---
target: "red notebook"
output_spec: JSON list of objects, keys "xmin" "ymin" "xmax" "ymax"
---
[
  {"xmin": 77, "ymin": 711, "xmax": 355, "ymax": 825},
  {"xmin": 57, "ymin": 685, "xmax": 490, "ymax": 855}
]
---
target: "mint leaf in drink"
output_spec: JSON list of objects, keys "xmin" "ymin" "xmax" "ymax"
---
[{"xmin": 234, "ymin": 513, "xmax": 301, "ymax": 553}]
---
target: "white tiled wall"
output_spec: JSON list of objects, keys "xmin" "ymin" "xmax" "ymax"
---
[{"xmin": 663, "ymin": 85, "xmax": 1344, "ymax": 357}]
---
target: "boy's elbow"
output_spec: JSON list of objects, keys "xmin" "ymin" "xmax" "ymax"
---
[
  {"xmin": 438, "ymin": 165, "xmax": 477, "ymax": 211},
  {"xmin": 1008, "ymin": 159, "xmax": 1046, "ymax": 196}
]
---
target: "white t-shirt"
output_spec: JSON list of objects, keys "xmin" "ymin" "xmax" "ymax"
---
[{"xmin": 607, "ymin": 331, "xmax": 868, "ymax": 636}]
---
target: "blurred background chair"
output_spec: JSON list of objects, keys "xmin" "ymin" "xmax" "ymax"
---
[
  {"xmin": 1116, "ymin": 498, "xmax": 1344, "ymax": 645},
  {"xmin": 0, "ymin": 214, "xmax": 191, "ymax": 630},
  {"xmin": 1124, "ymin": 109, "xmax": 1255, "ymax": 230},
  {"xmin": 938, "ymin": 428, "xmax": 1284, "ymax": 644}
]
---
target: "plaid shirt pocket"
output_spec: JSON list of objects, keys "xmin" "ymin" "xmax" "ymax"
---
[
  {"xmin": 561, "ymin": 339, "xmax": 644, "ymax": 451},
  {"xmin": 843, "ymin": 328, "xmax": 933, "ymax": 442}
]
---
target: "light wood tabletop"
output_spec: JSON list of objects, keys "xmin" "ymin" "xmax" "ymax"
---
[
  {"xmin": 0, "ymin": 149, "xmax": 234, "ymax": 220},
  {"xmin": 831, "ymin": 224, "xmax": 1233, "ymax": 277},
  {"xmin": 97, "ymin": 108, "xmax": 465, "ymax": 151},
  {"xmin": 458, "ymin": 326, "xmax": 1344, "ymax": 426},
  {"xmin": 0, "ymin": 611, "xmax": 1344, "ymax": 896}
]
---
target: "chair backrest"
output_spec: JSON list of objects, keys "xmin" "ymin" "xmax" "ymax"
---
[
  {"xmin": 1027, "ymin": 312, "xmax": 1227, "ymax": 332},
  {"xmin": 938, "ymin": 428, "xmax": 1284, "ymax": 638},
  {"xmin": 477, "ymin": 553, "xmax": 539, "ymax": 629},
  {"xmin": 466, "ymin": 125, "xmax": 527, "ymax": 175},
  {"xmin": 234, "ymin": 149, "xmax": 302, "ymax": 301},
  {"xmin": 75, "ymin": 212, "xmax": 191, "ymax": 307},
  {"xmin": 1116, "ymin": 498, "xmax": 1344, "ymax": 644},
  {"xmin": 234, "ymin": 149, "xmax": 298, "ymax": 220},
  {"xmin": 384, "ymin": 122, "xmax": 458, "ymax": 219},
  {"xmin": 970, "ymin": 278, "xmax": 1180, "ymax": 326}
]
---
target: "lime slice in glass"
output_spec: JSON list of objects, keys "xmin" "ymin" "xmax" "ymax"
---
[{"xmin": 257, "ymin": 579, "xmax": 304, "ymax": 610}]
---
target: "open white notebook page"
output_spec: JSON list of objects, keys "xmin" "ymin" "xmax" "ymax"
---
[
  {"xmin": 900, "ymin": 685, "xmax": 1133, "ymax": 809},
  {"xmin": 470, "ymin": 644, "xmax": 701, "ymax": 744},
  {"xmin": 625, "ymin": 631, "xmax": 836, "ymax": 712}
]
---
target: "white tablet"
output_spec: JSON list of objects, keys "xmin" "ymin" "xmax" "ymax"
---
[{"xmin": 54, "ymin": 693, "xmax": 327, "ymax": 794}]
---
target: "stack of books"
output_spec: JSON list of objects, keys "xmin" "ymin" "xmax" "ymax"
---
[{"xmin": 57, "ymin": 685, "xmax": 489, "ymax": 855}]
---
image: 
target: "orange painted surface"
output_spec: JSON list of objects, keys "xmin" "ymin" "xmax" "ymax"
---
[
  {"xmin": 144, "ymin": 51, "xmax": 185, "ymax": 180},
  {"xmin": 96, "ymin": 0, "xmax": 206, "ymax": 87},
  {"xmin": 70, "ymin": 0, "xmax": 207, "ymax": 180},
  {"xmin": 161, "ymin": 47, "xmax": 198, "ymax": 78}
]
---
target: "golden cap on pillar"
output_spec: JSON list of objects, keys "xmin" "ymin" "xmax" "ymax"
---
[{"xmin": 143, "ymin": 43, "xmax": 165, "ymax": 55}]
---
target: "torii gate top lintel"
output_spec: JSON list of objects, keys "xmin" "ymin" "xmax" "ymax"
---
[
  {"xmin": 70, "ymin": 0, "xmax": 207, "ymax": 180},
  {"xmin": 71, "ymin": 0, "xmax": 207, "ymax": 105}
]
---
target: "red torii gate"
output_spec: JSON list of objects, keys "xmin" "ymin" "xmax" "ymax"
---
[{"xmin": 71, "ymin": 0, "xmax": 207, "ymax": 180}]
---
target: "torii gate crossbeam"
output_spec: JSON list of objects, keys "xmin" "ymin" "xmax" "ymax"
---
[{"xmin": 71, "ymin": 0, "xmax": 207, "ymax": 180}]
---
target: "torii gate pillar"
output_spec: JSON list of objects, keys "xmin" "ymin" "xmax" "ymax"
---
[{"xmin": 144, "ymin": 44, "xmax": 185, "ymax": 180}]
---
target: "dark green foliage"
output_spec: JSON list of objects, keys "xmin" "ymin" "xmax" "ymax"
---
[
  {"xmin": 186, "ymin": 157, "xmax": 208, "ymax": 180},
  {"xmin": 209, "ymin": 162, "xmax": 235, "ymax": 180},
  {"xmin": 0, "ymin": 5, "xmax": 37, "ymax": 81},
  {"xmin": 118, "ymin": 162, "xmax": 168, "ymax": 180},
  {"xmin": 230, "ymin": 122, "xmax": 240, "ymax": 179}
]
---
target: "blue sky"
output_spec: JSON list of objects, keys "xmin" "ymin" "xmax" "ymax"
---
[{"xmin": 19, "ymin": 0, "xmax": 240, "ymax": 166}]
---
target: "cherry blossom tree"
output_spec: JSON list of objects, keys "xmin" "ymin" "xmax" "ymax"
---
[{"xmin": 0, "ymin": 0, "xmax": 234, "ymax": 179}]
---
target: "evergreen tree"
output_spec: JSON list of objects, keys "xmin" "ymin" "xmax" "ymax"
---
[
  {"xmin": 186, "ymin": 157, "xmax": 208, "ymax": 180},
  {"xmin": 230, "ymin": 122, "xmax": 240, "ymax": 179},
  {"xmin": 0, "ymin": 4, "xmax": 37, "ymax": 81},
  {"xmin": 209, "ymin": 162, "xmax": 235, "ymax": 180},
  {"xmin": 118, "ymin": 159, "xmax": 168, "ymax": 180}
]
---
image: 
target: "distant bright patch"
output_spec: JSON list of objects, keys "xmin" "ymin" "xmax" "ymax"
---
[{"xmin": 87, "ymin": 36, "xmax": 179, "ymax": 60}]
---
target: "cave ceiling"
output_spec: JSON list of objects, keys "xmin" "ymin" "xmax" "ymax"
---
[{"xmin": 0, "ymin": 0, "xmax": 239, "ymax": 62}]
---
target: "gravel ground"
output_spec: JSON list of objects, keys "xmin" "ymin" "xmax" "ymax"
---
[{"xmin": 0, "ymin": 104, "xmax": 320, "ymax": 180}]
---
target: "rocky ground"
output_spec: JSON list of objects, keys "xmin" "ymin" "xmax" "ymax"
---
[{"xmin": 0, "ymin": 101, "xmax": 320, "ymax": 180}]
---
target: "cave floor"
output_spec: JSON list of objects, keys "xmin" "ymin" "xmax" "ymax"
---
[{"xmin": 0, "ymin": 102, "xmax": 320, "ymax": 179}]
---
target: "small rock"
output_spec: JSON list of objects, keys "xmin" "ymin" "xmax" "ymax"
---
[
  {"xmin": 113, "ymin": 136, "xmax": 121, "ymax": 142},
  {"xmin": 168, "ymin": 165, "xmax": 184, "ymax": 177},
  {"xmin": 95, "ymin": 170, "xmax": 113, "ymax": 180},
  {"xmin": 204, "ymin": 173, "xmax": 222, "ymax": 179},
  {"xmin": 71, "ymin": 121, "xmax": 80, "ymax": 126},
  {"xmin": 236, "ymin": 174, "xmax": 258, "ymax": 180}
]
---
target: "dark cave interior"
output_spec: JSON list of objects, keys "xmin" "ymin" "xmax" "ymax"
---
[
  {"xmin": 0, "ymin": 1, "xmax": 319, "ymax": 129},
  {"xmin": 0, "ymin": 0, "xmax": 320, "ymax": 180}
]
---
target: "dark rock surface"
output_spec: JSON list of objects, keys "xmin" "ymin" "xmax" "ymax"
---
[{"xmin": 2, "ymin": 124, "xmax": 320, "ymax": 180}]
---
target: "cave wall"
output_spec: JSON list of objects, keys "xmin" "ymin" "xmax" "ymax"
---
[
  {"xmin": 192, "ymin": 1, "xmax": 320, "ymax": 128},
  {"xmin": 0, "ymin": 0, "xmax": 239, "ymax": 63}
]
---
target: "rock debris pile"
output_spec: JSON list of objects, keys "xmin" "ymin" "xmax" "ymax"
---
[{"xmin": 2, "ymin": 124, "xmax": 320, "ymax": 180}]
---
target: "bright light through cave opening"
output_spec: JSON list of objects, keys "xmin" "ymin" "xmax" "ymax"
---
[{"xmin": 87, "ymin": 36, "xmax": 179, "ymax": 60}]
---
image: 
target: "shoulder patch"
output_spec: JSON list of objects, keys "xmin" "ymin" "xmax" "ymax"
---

####

● **THE EXERCISE**:
Locate every line in the records that contains the word "gate" and copy each of those lines.

● **ANSWER TO THIS TASK**:
target: "torii gate top lintel"
target: "red torii gate"
target: "torii gate crossbeam"
target: "torii gate pillar"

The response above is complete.